### What you need to do
Copy out all the entries below, word for word.
::: Records to use
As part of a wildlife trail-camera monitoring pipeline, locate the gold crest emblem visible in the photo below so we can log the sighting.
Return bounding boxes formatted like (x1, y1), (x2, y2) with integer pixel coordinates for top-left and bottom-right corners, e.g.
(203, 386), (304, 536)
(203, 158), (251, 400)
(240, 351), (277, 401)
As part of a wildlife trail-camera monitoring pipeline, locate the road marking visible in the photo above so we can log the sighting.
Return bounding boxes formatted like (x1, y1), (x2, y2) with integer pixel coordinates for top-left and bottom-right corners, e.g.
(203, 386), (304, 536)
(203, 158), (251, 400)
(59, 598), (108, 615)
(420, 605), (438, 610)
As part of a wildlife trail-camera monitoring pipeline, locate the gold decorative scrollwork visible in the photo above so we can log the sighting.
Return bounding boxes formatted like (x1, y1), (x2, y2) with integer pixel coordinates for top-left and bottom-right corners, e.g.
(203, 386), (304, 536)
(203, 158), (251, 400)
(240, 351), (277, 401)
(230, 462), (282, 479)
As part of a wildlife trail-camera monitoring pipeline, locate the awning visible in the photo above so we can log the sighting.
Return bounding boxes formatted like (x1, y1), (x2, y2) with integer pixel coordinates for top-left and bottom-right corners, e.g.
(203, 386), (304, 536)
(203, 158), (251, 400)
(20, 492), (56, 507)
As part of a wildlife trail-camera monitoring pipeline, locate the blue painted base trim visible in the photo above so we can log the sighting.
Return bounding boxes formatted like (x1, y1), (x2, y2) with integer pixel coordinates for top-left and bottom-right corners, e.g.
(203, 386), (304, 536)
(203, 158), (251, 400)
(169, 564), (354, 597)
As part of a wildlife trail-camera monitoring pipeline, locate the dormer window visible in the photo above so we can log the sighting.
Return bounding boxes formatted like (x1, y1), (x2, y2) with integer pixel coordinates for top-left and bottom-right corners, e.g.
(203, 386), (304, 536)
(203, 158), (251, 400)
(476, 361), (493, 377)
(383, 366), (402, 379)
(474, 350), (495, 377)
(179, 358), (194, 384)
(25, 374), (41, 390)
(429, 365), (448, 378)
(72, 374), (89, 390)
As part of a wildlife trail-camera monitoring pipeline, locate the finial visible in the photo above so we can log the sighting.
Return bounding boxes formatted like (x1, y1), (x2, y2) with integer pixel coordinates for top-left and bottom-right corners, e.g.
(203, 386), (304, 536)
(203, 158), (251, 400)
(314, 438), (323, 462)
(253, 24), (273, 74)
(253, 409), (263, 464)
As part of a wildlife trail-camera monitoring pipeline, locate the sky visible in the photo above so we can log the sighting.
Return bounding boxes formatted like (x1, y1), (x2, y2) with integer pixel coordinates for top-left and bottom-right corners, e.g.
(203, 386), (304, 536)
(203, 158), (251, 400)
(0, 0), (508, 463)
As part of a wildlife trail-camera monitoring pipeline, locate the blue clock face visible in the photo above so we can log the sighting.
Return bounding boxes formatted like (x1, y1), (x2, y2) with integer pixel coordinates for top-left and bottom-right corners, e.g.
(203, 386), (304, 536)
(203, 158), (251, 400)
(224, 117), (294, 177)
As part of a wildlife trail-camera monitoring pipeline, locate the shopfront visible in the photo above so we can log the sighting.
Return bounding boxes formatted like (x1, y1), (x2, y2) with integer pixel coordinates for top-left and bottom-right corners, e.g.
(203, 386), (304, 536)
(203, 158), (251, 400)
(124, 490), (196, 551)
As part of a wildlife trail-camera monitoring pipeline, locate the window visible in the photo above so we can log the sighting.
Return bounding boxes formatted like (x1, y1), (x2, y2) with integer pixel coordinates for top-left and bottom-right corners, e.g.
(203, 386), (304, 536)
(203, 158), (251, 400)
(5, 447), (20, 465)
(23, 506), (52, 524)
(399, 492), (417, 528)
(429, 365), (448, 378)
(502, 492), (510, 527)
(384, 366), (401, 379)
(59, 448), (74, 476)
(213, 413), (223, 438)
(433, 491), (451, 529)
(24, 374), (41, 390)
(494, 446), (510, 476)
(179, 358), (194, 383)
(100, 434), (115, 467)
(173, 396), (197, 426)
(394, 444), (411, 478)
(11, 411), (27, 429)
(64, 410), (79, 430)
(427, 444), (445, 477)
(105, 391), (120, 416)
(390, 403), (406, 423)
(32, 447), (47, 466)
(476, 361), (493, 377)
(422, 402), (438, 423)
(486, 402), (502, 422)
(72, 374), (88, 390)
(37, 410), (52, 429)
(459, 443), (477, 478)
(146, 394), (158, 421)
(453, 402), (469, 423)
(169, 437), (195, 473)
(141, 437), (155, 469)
::::::
### Solution to this task
As part of a wildlife trail-camera monitoring pipeline, locate the gold crest emblem visible in the photo below so we can log the sighting.
Return bounding boxes formatted like (x1, y1), (x2, y2) with integer pixel coordinates for top-left and bottom-right corners, e.g.
(203, 386), (304, 536)
(203, 158), (251, 400)
(240, 351), (277, 401)
As part of a wildlife trail-camera monitoring pipeline, locate the road marking visible in the photo above so we can log the sighting.
Return bounding boxes formatted like (x1, y1), (x2, y2) with integer pixel coordinates for top-left and bottom-right corners, e.g.
(203, 386), (304, 536)
(203, 158), (251, 400)
(59, 598), (108, 615)
(420, 605), (438, 610)
As part of a wildlife trail-camera monitoring pipeline, locate the gold decorative scrollwork visible in the photo above so we can log the sighting.
Return bounding boxes formatted like (x1, y1), (x2, y2) with integer pixel coordinates for top-left and bottom-right corners, e.g.
(203, 386), (304, 536)
(203, 158), (251, 400)
(240, 351), (277, 401)
(230, 462), (282, 479)
As part of a wildlife trail-camera monitoring pipeline, locate the awning visible in the photo above so we can log the sighting.
Return bounding boxes formatted like (x1, y1), (x2, y2) with integer pixel coordinates for top-left and bottom-right corners, e.g.
(203, 386), (304, 536)
(203, 158), (251, 400)
(20, 492), (56, 507)
As part of a wildlife trail-camera monitoring pipeline, locate the blue painted base trim visible in the photo above so we can log the sighting.
Return bounding boxes formatted like (x1, y1), (x2, y2) with integer pixel coordinates for top-left and bottom-right corners, e.g.
(203, 386), (304, 536)
(203, 158), (251, 400)
(169, 564), (354, 597)
As part of a wildlife trail-camera monitoring pipeline, locate the dormer window visible in the photo above so we can log the sighting.
Return bounding boxes formatted like (x1, y1), (x2, y2) with integer pixel coordinates for top-left and bottom-right corners, e.g.
(203, 386), (304, 536)
(203, 158), (251, 400)
(476, 361), (493, 377)
(383, 366), (402, 379)
(474, 350), (495, 377)
(179, 358), (194, 384)
(25, 374), (41, 390)
(429, 365), (448, 378)
(72, 374), (89, 390)
As part of a wildlife trail-camera monitoring pipeline, locate the finial visible in the photo above so we can log the sighting.
Return bounding boxes formatted like (x1, y1), (x2, y2) with integer pixel coordinates for top-left and bottom-right corners, e.g.
(203, 386), (304, 536)
(203, 158), (251, 400)
(314, 438), (323, 462)
(253, 24), (273, 74)
(253, 409), (263, 464)
As part of a wildlife trail-camera monitoring pipeline, locate the sky visible in the photo above so we can log the sighting.
Return bounding boxes formatted like (x1, y1), (x2, y2) with integer pixel coordinates for top-left and bottom-right corners, e.g.
(203, 386), (304, 536)
(203, 158), (251, 400)
(0, 0), (508, 463)
As part of a wildlife trail-camera monitoring pipeline, locate the blue clock face visible in the photo above so we can log the sighting.
Return bounding boxes formatted like (x1, y1), (x2, y2) with integer pixel coordinates for top-left and bottom-right corners, e.g.
(203, 386), (304, 536)
(203, 158), (251, 400)
(224, 117), (294, 177)
As part of a wildlife trail-camera monitoring pipeline, locate the shopfront visible in the photo above so we can log the sighting.
Return bounding boxes formatted like (x1, y1), (x2, y2) with integer pixel coordinates for top-left and bottom-right corners, e.g.
(203, 386), (304, 536)
(203, 158), (251, 400)
(124, 490), (196, 551)
As part of a wildlife trail-camera monitoring pipeline, locate the window visible in the photo above so we can log the sighting.
Return bounding boxes formatted like (x1, y1), (x2, y2) with integer pixel coordinates for top-left and bottom-right corners, e.g.
(203, 386), (304, 536)
(203, 158), (251, 400)
(5, 447), (20, 465)
(23, 506), (52, 524)
(399, 492), (417, 528)
(429, 365), (448, 378)
(502, 492), (510, 527)
(384, 366), (401, 379)
(59, 448), (74, 476)
(213, 413), (223, 438)
(433, 491), (451, 529)
(24, 374), (41, 390)
(494, 446), (510, 476)
(179, 358), (194, 383)
(100, 434), (115, 467)
(173, 396), (197, 426)
(394, 444), (411, 478)
(11, 411), (27, 429)
(64, 410), (79, 430)
(427, 444), (445, 477)
(105, 391), (120, 416)
(390, 403), (406, 423)
(32, 447), (47, 466)
(476, 361), (493, 377)
(422, 402), (438, 423)
(486, 402), (502, 422)
(72, 374), (88, 390)
(37, 410), (52, 429)
(459, 443), (477, 478)
(146, 394), (158, 421)
(453, 402), (469, 423)
(169, 437), (195, 473)
(141, 437), (155, 469)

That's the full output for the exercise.